Start of DATASET EXCERPTS

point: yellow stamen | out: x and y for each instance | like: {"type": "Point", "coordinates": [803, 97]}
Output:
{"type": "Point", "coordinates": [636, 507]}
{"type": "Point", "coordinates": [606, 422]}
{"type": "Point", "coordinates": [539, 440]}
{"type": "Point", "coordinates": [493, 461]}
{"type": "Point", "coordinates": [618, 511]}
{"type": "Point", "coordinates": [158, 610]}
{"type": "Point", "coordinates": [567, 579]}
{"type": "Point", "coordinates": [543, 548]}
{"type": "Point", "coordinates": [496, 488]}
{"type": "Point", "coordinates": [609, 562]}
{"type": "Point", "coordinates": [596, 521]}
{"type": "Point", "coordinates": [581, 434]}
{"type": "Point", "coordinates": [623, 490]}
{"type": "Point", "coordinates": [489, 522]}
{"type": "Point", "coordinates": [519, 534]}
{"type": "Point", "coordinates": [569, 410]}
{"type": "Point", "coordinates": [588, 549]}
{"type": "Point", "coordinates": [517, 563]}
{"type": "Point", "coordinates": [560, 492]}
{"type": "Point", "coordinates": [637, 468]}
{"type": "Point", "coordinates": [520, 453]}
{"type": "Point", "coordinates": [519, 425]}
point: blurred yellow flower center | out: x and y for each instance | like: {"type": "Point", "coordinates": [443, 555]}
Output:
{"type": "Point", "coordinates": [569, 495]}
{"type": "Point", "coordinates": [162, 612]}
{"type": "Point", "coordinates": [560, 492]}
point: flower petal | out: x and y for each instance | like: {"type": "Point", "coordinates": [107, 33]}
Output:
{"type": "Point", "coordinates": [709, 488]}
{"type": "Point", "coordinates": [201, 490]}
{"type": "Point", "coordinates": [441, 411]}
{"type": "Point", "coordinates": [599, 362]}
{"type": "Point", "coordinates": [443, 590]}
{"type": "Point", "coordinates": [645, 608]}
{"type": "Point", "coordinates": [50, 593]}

End of DATASET EXCERPTS

## [PROBLEM TO WORK ON]
Retype the listing exactly, in full.

## [SOLVED EXERCISE]
point: yellow stamen | out: x and y for each instance | like: {"type": "Point", "coordinates": [803, 97]}
Output:
{"type": "Point", "coordinates": [636, 507]}
{"type": "Point", "coordinates": [606, 422]}
{"type": "Point", "coordinates": [539, 440]}
{"type": "Point", "coordinates": [493, 461]}
{"type": "Point", "coordinates": [618, 511]}
{"type": "Point", "coordinates": [158, 610]}
{"type": "Point", "coordinates": [567, 579]}
{"type": "Point", "coordinates": [543, 548]}
{"type": "Point", "coordinates": [496, 488]}
{"type": "Point", "coordinates": [609, 562]}
{"type": "Point", "coordinates": [596, 521]}
{"type": "Point", "coordinates": [581, 434]}
{"type": "Point", "coordinates": [623, 490]}
{"type": "Point", "coordinates": [489, 522]}
{"type": "Point", "coordinates": [519, 534]}
{"type": "Point", "coordinates": [569, 410]}
{"type": "Point", "coordinates": [588, 549]}
{"type": "Point", "coordinates": [517, 563]}
{"type": "Point", "coordinates": [560, 492]}
{"type": "Point", "coordinates": [637, 468]}
{"type": "Point", "coordinates": [520, 453]}
{"type": "Point", "coordinates": [519, 425]}
point: blurred yellow flower center | out: x and y for each instance | like: {"type": "Point", "coordinates": [443, 555]}
Output:
{"type": "Point", "coordinates": [569, 495]}
{"type": "Point", "coordinates": [162, 612]}
{"type": "Point", "coordinates": [560, 492]}
point: flower petal | out: x and y for each instance | like: {"type": "Point", "coordinates": [107, 33]}
Output:
{"type": "Point", "coordinates": [709, 488]}
{"type": "Point", "coordinates": [201, 490]}
{"type": "Point", "coordinates": [441, 411]}
{"type": "Point", "coordinates": [599, 362]}
{"type": "Point", "coordinates": [443, 590]}
{"type": "Point", "coordinates": [645, 608]}
{"type": "Point", "coordinates": [50, 593]}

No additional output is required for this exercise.